WHAT TO PRODUCE: Rewrite the material from the line with "In this exercise you will locate the waterfall" through the end of the material, keeping the requests, and multiply every answer coordinate by 1.1, rounding to whole numbers with halves rounded up. Leave the numbers in the requests unchanged, and omit the pictures.

______________________________

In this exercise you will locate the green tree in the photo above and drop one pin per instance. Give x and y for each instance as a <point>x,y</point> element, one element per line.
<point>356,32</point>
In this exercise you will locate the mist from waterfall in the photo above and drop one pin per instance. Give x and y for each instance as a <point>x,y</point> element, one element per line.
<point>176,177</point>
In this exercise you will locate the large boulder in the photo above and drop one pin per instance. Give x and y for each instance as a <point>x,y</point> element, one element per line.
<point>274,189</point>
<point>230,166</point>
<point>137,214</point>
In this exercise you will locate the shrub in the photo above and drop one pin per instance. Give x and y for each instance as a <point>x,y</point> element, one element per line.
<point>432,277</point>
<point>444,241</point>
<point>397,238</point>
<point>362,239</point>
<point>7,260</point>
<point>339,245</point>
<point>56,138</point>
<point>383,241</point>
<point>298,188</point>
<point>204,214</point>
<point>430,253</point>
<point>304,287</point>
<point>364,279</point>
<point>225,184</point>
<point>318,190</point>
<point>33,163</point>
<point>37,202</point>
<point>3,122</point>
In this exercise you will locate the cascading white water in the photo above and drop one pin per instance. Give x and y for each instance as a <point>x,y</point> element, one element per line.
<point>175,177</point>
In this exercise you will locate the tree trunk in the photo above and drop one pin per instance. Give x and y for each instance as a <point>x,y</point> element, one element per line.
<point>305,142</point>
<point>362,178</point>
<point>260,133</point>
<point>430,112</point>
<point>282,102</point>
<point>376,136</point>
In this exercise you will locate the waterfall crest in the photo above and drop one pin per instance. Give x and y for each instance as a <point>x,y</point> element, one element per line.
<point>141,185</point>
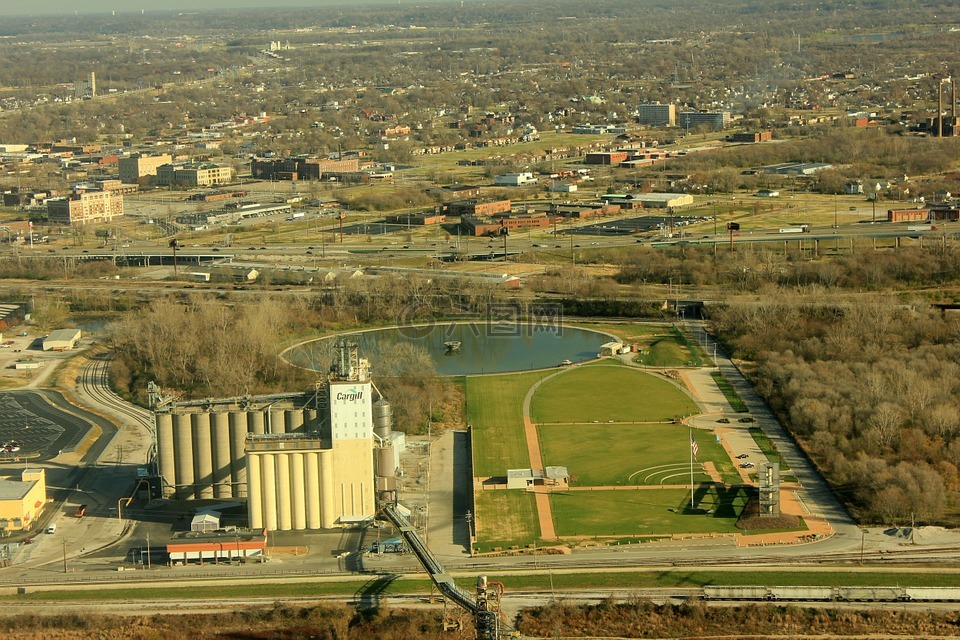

______________________________

RESPONSE TO THIS TASK:
In this exercise you will locate the waterfall crest in the photo above and drop one pin per instance. Give x and y for each instance as a <point>x,y</point> element, one element per line.
<point>155,204</point>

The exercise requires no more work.